>> start

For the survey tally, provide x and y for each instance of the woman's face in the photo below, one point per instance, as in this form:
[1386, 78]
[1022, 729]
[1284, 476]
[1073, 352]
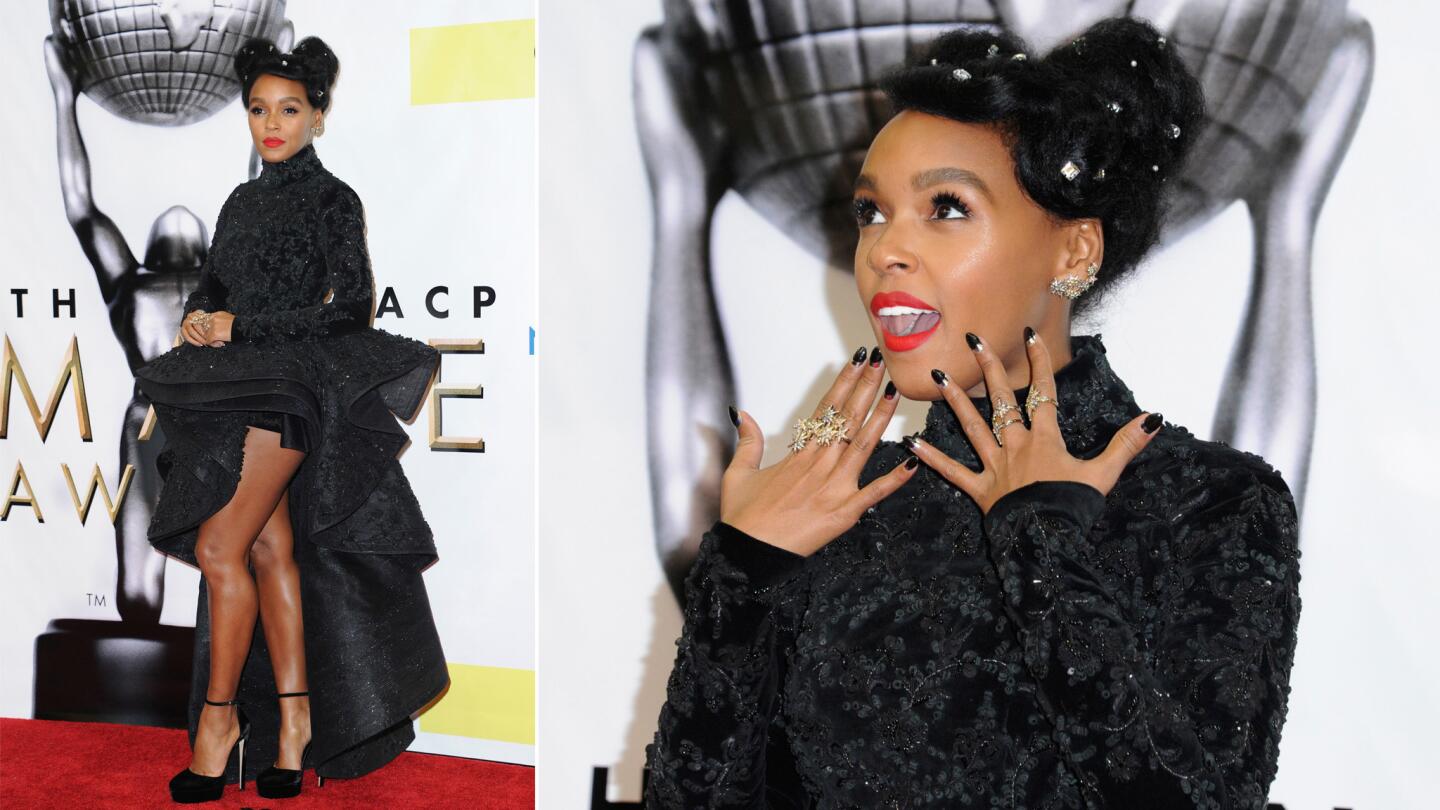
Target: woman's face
[949, 242]
[280, 116]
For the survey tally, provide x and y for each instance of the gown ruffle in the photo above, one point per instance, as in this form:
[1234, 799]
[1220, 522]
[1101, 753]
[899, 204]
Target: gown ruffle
[373, 656]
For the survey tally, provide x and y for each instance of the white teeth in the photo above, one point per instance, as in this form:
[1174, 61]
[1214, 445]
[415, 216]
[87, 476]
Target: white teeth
[884, 312]
[913, 322]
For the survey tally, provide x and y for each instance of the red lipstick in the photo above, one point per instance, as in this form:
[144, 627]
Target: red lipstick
[905, 320]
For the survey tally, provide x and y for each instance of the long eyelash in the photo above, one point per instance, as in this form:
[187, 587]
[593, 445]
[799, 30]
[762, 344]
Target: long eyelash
[946, 198]
[861, 208]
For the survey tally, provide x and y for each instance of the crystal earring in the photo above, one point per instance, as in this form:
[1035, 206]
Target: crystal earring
[1072, 287]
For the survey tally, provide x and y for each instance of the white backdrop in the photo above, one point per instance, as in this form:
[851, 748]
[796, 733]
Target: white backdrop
[1365, 698]
[450, 198]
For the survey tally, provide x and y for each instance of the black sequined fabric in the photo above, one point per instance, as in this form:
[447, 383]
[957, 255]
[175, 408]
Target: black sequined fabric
[290, 263]
[1063, 650]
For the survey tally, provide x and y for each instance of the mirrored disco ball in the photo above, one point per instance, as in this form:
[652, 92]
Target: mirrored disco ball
[166, 62]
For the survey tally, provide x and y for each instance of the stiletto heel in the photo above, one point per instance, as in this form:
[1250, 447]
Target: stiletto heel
[189, 787]
[285, 783]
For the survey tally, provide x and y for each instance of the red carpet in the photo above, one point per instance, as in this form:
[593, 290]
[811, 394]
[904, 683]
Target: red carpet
[98, 766]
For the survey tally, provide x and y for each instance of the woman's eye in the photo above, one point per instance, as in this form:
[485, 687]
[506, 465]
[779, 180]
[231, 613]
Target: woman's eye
[867, 212]
[949, 206]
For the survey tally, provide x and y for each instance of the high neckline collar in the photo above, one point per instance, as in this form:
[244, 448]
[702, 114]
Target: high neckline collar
[294, 167]
[1093, 404]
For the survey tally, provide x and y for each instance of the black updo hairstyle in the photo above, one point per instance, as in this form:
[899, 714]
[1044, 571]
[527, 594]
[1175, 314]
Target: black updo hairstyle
[310, 64]
[1062, 108]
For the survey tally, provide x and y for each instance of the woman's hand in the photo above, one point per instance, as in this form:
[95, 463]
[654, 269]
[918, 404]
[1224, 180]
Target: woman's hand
[812, 496]
[216, 335]
[1033, 454]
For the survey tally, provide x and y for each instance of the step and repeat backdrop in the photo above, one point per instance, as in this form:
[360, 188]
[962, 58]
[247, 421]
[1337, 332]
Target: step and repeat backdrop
[115, 162]
[689, 146]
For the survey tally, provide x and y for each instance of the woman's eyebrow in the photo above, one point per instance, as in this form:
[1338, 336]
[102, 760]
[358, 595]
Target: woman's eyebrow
[951, 175]
[933, 177]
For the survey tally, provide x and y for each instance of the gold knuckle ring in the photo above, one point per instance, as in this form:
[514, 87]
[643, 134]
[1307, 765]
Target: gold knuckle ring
[1002, 425]
[1036, 399]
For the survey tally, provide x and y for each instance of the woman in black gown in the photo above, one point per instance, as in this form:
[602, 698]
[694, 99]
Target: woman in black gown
[280, 469]
[1060, 607]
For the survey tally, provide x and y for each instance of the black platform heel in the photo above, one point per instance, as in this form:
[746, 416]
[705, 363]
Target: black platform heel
[284, 783]
[189, 787]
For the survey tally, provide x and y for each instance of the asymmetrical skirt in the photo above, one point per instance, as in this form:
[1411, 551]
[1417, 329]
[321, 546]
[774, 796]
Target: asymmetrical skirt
[372, 652]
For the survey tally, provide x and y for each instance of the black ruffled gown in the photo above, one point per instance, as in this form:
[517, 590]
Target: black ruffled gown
[316, 371]
[1063, 650]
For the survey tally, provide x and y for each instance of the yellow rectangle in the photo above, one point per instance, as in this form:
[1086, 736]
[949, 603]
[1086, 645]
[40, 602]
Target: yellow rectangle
[486, 702]
[473, 62]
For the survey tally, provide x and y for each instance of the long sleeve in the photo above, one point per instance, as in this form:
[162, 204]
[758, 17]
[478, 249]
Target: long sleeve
[347, 276]
[1164, 669]
[740, 613]
[209, 293]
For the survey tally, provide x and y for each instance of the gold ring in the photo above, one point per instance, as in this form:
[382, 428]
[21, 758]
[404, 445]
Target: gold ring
[1034, 399]
[1002, 425]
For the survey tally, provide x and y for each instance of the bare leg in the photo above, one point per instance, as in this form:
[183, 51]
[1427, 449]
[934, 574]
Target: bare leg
[281, 619]
[222, 551]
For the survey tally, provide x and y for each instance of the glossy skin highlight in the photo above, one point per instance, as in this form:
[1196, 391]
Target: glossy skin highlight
[942, 216]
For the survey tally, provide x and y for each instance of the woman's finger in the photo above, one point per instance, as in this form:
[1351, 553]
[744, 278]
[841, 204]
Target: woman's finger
[949, 469]
[1125, 446]
[1046, 418]
[866, 440]
[997, 388]
[882, 487]
[863, 395]
[844, 384]
[971, 421]
[750, 447]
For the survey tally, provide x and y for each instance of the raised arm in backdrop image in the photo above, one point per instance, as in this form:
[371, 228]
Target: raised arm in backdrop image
[282, 437]
[988, 558]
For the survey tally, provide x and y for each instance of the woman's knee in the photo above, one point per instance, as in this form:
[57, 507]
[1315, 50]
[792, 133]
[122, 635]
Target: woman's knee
[219, 558]
[271, 551]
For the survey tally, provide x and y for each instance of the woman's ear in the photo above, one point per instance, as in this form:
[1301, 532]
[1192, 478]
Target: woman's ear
[1085, 244]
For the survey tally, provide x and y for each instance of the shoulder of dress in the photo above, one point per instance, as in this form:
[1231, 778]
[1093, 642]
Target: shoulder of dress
[1213, 482]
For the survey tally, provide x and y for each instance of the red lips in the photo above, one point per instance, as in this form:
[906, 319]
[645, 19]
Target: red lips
[899, 299]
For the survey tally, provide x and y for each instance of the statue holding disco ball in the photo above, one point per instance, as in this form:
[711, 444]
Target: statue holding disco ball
[162, 64]
[778, 101]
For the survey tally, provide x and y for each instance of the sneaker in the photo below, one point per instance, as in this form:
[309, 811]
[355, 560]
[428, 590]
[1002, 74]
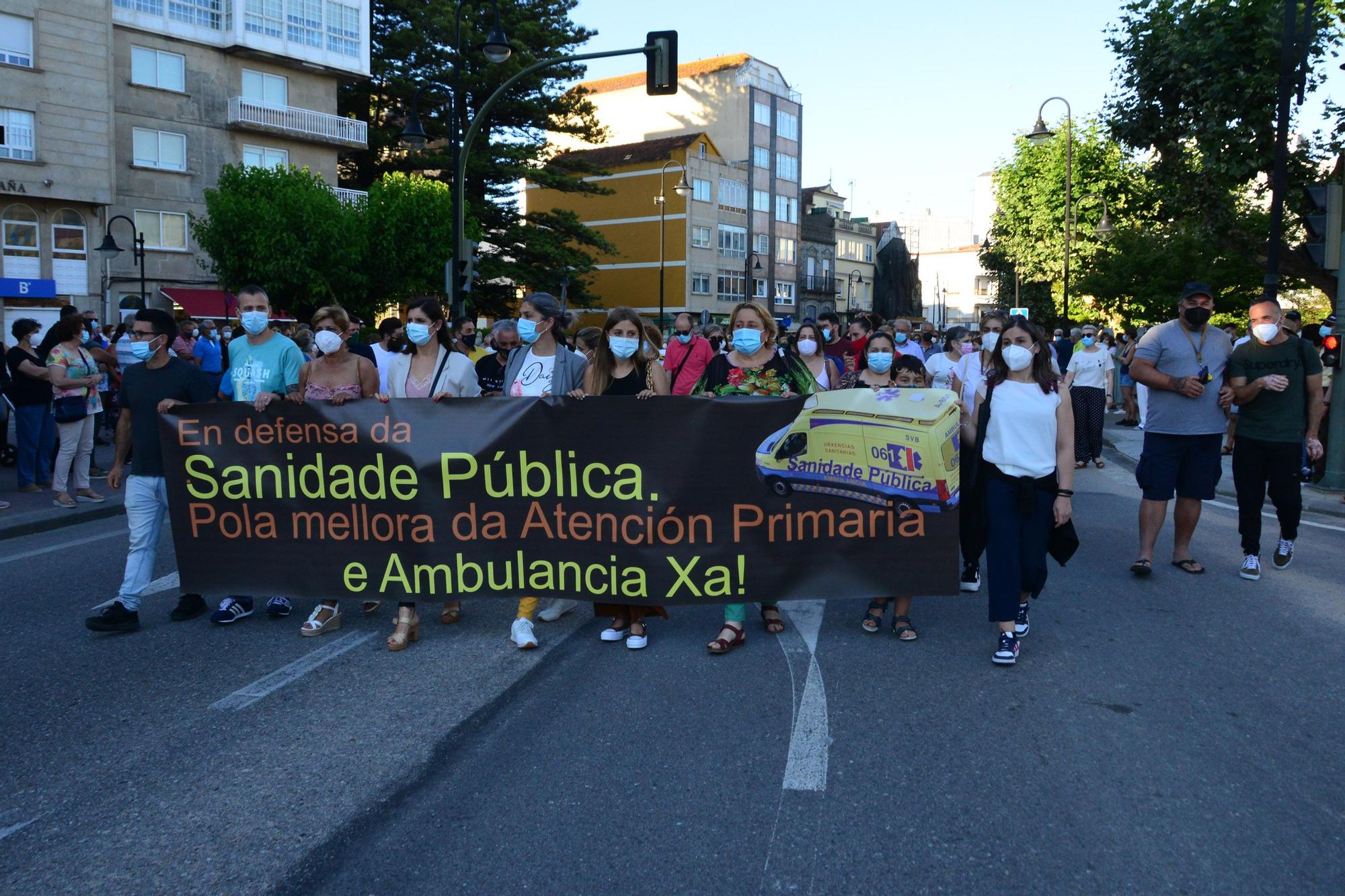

>> end

Written task | Update every one of the records by replacing "survey tally" with "inventory count" wherever it appears, leaving everything else unchanged. Omit the pictures from your answer.

Result below |
For the inventory count, provide x and y for each instance of the woman's face in the photo below, one point per instance, as in this form:
[1386, 78]
[1022, 729]
[1284, 476]
[1073, 352]
Target: woman's face
[949, 242]
[280, 116]
For the inventory count, provide x and y for each instance of the gown ruffle in the photo above, one point per instance, as in this form:
[1234, 799]
[1220, 522]
[1101, 753]
[899, 204]
Target: gown ruffle
[373, 656]
For the inventory count, provide x and y for each instance of the white teeth in the photo above, one point per instance, as in this form:
[1174, 61]
[1214, 445]
[415, 216]
[87, 476]
Target: white teeth
[884, 312]
[913, 322]
For the inventory count, provide x and y for each instance of the red lipstick in the photo above, one point per instance, as in this form:
[144, 627]
Target: red lipstick
[905, 320]
For the inventory count, provide x and y for each instance of the long eyelash in the photo above, one point per instance, as in this form:
[187, 587]
[593, 445]
[799, 30]
[762, 344]
Target: long eyelash
[946, 198]
[861, 208]
For the inventory count, provide x and y for each instance of the crystal earring in the photo above, one point per instance, as in this form:
[1035, 206]
Target: crystal earring
[1072, 287]
For the inventory count, provide x and y for each instance of the white backdrop in the photo above, one point per instance, as in this form:
[851, 748]
[796, 733]
Target: white backdrop
[1365, 698]
[450, 198]
For the inventory count, provide x and y for each instance of the black sequined fabric in the photo above, one point per instance, as in this form:
[447, 383]
[957, 255]
[175, 408]
Target: black sequined fabric
[290, 263]
[1063, 650]
For the inventory count, provide x and y for each instance of the mirrored disco ball in the photo above, one point per instance, as in this form:
[652, 92]
Target: mirrored disco ball
[166, 62]
For the inventory count, provide x and y for each instance of the stiletto heel in the photo above, one point per instance, as in this form:
[1250, 447]
Target: stiletto heel
[189, 787]
[285, 783]
For the inventory count, provide x and y for each instance of the red carpet in the photo above, one point per instance, as in this form:
[593, 290]
[811, 394]
[904, 683]
Target: red carpet
[98, 766]
For the inventory count, provide x and y for each instance of the woman's eye in the photo above, one point per instance, as in this form:
[485, 687]
[506, 465]
[779, 180]
[231, 613]
Target: woman's eye
[867, 212]
[949, 206]
For the inventory count, provide x and y for each instance of the high neckline collar in the photo above, one point per instance, as in this form:
[244, 448]
[702, 114]
Target: high neckline collar
[294, 167]
[1093, 404]
For the inventory count, provide x and y for each instance of the black updo hairstyle in the photo above, one point per instance, as in this form:
[899, 714]
[1044, 571]
[527, 594]
[1175, 314]
Target: black updo hairstyle
[310, 64]
[1062, 108]
For the inventory count, provide x and y for each instance of the woman's hand in the photo above, one point per instance, as in this form:
[95, 463]
[654, 269]
[918, 404]
[1224, 180]
Target: woman's hand
[812, 496]
[216, 335]
[1033, 454]
For the inventory count, provide x and y for each instance of the step and repeat backdrop in the photo above, one point per instance, as in this form:
[360, 188]
[962, 58]
[247, 421]
[1337, 332]
Target: step and repeat backdrop
[115, 162]
[689, 146]
For the inventory count, provide x and y for each instance of the woman's eyebrow in the photo above, one point per instance, as in this form:
[1338, 336]
[102, 760]
[358, 595]
Target: woman's eyebrow
[951, 175]
[933, 177]
For the inventory count, provide x and y for each instance of the gold knuckle ring in the photo above, one point per instance, as in this form:
[514, 87]
[643, 134]
[1307, 765]
Target: gold knuckle ring
[1002, 425]
[1036, 399]
For the inventory count, provide x and y for each instance of the woman in black gown in the photo above, one point per instance, as in this form:
[602, 698]
[694, 99]
Target: woman in black gown
[280, 469]
[1060, 607]
For the inventory count, provide x and y for each instance of the black platform heel in the photo above, one point per instance, as in this form:
[746, 416]
[705, 363]
Target: black platform heel
[284, 783]
[189, 787]
For the inventory count, provide x and y for each instance of the asymmetrical skirt in the photo above, one point per instance, as in this form:
[1411, 551]
[1417, 329]
[321, 546]
[774, 796]
Target: asymmetrical skirt
[372, 652]
For the inventory count, provide x and y for each instance of the black ruffled gown in the photo above, one point per instance, as in this form:
[517, 590]
Target: black ruffled gown
[316, 371]
[1063, 650]
For the inventory count, provide x and y for each instance of the yellow rectangle in the photo above, one point per instance, as in this form:
[1086, 736]
[949, 603]
[1086, 645]
[40, 602]
Target: yellow rectangle
[486, 702]
[473, 62]
For the inventory count, provide x and y for each instance of the long sleeve in the photo above, one point per instance, as in this form:
[162, 204]
[758, 17]
[478, 249]
Target: long sleeve
[347, 276]
[1164, 669]
[740, 613]
[209, 293]
For the inventory count, provide x and y for each instance of the gold ring in the photo above, one point per instance, as in this form:
[382, 428]
[21, 758]
[404, 445]
Target: gold ring
[1034, 399]
[1002, 425]
For the inventory count, provide x and y for each instance of the bare leg in the photo above, one point per instance, as in this form:
[183, 51]
[1427, 449]
[934, 574]
Target: bare leg
[281, 619]
[222, 551]
For the inventory count, provide x and y for each instance of the glossy skin highlight in the photo above, one point per instance, as in this form:
[1196, 391]
Target: glossy skin highlight
[942, 216]
For the inventory count, provide x and y for each instance of the woman's finger in the photo above, one point per instance, as in this form:
[1351, 553]
[744, 278]
[841, 204]
Target: woman's finger
[949, 469]
[1125, 446]
[1046, 418]
[866, 440]
[997, 388]
[882, 487]
[863, 395]
[844, 384]
[971, 421]
[750, 447]
For the inventory count, provide x and y for each instance of the raised arm in backdrop image in the photo above, one point per instance, as in this form:
[371, 228]
Target: raised arm in backdrop image
[282, 437]
[988, 558]
For the inventory count, provide x and y for each instance of the woman's knee in the photo above, one point per instance, as in this form:
[57, 507]
[1315, 50]
[792, 133]
[122, 635]
Target: woman's knee
[219, 558]
[271, 551]
For the inventory count, provide x and y for each instance of the woman's ear in the photo above, one point per instance, as in this form:
[1301, 532]
[1192, 478]
Target: woman's ear
[1085, 244]
For the inventory count, provide x and y for each instance of the shoulder of dress in the photo above, one point per instance, as in this form:
[1231, 778]
[1093, 642]
Target: shoulder of dress
[1213, 482]
For the inventory count, provide x and y for each instance of the red lips in the photo above, one point per instance, as in this form:
[906, 319]
[645, 19]
Target: red lips
[899, 299]
For the inventory count, provide x and y for each instance of the statue holding disco ball in the photo above, one point per instance, as in this form:
[711, 444]
Target: statue holding disco ball
[162, 64]
[778, 101]
For the inventory count, provide x and y for each instance of the sneaker in the photo below, one point per instance, as in this form:
[309, 811]
[355, 560]
[428, 590]
[1002, 74]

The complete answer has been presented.